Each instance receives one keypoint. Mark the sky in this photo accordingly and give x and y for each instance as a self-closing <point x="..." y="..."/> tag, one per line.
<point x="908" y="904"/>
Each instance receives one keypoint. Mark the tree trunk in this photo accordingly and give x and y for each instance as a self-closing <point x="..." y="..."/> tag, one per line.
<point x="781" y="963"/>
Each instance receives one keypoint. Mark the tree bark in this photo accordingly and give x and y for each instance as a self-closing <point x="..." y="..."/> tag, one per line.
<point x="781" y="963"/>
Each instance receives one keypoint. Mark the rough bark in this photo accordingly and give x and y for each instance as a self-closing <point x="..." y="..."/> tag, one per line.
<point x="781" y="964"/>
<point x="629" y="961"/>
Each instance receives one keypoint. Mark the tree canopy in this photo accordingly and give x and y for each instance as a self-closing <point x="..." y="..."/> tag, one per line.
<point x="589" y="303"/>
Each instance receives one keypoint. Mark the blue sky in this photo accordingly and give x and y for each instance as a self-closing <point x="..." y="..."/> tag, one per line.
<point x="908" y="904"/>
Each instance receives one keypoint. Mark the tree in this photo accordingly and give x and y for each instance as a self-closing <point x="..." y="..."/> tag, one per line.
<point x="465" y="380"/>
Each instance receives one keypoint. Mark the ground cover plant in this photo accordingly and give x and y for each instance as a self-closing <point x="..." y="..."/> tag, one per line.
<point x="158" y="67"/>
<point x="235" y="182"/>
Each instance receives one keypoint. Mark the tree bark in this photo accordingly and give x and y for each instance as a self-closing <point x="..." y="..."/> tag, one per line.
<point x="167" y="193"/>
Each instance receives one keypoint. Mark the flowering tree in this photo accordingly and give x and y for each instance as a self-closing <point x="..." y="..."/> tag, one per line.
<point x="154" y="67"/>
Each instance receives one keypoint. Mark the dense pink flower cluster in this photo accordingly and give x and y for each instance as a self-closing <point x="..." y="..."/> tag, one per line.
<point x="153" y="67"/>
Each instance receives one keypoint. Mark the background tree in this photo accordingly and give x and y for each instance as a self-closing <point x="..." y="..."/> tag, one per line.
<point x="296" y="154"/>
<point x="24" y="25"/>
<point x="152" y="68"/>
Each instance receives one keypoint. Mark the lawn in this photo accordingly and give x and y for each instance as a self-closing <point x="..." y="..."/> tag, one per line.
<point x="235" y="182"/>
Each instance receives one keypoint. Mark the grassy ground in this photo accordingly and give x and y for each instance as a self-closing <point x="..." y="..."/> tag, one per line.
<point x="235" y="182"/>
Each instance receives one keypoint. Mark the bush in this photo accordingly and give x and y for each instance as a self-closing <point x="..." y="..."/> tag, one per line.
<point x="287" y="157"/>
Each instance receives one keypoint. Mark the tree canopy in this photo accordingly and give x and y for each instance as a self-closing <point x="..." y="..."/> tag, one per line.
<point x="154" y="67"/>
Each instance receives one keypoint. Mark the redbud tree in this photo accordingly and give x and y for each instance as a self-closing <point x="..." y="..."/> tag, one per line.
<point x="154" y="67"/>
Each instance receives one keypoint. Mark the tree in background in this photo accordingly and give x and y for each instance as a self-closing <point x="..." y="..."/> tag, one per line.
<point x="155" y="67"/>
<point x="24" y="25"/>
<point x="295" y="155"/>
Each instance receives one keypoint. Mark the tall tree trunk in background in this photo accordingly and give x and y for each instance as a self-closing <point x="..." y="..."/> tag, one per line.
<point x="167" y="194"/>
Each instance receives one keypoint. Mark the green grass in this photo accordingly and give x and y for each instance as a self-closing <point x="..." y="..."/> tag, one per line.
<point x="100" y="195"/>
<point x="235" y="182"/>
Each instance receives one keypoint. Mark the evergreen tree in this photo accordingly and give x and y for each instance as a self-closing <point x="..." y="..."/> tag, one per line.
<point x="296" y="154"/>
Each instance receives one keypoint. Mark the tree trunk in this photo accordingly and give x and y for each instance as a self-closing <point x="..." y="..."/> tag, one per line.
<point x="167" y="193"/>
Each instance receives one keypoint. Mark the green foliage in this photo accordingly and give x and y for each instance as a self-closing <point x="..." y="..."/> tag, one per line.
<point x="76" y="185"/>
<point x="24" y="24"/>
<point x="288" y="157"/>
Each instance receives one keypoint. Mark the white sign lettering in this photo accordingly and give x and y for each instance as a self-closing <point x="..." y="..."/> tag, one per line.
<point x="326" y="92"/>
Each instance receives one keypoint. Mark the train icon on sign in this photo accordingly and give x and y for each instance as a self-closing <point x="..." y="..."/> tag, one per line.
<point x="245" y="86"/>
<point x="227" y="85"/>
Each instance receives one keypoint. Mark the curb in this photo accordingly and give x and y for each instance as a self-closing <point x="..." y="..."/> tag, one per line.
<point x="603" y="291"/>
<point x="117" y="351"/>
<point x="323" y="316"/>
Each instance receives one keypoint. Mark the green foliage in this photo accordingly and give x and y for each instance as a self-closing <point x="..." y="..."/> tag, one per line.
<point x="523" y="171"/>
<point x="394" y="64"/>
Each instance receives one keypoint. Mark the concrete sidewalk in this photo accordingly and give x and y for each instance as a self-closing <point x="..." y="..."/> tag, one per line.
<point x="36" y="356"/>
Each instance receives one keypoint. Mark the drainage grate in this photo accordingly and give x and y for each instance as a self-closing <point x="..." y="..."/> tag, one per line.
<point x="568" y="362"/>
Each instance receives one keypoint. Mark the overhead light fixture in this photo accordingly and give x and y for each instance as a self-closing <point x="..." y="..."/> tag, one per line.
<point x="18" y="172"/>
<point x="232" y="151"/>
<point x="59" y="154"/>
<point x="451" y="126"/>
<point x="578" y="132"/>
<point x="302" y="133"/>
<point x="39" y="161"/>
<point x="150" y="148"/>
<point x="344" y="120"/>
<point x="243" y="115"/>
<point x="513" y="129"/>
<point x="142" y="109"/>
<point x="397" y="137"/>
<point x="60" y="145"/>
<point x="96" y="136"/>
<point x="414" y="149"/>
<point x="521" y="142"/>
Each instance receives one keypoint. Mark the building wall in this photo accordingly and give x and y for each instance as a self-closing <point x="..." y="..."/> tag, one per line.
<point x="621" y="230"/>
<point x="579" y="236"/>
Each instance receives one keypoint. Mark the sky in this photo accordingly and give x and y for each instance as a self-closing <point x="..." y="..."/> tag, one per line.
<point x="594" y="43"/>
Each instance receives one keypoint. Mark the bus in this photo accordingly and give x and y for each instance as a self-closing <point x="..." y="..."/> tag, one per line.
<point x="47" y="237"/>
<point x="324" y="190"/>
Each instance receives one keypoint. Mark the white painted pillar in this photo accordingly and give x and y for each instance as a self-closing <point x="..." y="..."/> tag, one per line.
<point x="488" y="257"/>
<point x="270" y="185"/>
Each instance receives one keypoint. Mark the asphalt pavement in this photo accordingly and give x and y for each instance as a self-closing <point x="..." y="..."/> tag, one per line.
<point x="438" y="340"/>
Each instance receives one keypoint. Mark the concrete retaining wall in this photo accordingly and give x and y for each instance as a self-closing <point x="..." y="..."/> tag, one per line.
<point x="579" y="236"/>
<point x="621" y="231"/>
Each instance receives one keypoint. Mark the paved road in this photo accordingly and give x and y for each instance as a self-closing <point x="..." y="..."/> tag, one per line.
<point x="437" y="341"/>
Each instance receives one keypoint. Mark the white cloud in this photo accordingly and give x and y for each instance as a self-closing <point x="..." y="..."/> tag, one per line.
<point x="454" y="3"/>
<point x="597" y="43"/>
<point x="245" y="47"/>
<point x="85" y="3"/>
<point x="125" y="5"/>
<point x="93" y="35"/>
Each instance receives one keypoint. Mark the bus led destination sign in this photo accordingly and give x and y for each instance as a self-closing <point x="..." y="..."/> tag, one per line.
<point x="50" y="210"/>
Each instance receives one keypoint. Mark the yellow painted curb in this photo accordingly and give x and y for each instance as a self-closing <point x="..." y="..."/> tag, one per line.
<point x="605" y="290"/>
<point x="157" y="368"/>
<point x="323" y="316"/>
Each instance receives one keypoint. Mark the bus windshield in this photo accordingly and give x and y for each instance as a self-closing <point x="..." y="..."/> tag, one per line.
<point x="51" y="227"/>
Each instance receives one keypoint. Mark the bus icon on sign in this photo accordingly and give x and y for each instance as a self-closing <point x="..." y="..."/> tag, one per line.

----

What the exercise asks: From the line that contains "Each instance receives one keypoint. Mark the bus led" to the last line of the material above, repeat every line exactly, keeping both the first and the last.

Response:
Each instance receives one keypoint. Mark the bus led destination sign in this photo accordingly and give x and y for each instance as a self-closing <point x="..." y="..."/> tag, one per line.
<point x="50" y="210"/>
Each instance receives one keypoint. Mark the yellow painted curb in this photo accordingly and give x and y for each instance as a self-closing <point x="..." y="..."/> tag, one per line.
<point x="605" y="290"/>
<point x="157" y="368"/>
<point x="323" y="316"/>
Each instance receives one keypoint. Mark the bus windshield in this photo accordingly and give x and y for each instance as a self-closing <point x="..." y="..."/> tag, one per line.
<point x="51" y="227"/>
Each instance receives one keypoint. Mark the bus icon on sign in this photo accordingly and give x and y for each instance as a self-closing <point x="..." y="..."/> tag, one per line.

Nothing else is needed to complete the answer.